───── STORED RECORDS ─────

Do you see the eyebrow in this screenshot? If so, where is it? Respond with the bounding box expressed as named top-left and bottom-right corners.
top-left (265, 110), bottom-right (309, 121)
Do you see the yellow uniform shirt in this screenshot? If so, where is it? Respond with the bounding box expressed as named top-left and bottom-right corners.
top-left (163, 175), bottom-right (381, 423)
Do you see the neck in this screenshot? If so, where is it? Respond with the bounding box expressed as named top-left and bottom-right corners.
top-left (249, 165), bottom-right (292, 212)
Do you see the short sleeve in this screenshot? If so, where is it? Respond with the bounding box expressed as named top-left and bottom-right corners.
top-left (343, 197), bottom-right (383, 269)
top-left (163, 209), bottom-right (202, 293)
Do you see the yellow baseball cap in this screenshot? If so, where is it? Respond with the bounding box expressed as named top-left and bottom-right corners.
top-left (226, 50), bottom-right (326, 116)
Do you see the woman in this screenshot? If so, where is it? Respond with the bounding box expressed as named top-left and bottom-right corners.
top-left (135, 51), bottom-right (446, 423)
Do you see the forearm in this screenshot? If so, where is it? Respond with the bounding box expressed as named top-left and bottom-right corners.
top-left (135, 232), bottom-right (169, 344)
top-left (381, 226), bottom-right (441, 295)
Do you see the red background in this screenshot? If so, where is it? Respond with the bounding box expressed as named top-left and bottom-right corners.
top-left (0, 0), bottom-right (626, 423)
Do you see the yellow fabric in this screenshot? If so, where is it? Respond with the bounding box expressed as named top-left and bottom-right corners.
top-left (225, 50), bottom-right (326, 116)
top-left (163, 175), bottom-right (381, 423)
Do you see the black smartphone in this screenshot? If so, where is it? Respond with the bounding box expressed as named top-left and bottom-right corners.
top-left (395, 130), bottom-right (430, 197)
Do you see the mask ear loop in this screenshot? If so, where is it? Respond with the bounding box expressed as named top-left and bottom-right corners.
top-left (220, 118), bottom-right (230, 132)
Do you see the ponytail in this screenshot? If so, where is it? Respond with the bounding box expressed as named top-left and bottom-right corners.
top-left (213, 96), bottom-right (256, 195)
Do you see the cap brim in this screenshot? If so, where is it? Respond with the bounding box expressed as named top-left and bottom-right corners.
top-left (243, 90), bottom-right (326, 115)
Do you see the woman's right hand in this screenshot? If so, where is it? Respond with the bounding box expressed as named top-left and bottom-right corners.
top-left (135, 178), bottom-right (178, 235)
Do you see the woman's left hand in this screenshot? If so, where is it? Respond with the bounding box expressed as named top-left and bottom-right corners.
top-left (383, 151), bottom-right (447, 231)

─────

EXERCISE BRIEF
Edit the items from the line containing "Do you see the yellow baseball" down through the line containing "top-left (220, 118), bottom-right (230, 132)", replacing "bounding box" with "enclosing rectangle" and leaving everything else unchanged. Give only those lines.

TASK RESULT
Do you see the yellow baseball cap in this screenshot? If so, where is it? Respond with the enclosing rectangle expressed as named top-left and bottom-right corners.
top-left (226, 50), bottom-right (326, 116)
Do you see the woman in this screenshot? If so, where is it? Respond with the enclosing rectangle expressed as named top-left and bottom-right corners.
top-left (135, 51), bottom-right (446, 423)
Do you see the forearm in this screenshot? If so, where is it? Respond with the enclosing rectangle expressed as named top-left and bottom-right corners.
top-left (135, 232), bottom-right (169, 344)
top-left (381, 226), bottom-right (441, 295)
Do you see the red background in this screenshot? If so, where is it? Respond with the enclosing rectangle expressed as named top-left and bottom-right corners.
top-left (0, 0), bottom-right (626, 423)
Do you see the yellow fabric in this screenshot? If so, where is it? Respond with the enclosing rectangle expressed as named top-left and bottom-right corners.
top-left (225, 50), bottom-right (326, 116)
top-left (163, 175), bottom-right (381, 423)
Do you see the black smartphone in this screenshot? If so, where is it? Respond with the enclosing rectangle expressed as named top-left and bottom-right corners.
top-left (395, 130), bottom-right (430, 197)
Do you see the mask ear loop in this screenshot? If so, where is it? Respond with the enclosing rectangle expressed as named top-left and bottom-right corners.
top-left (220, 118), bottom-right (230, 132)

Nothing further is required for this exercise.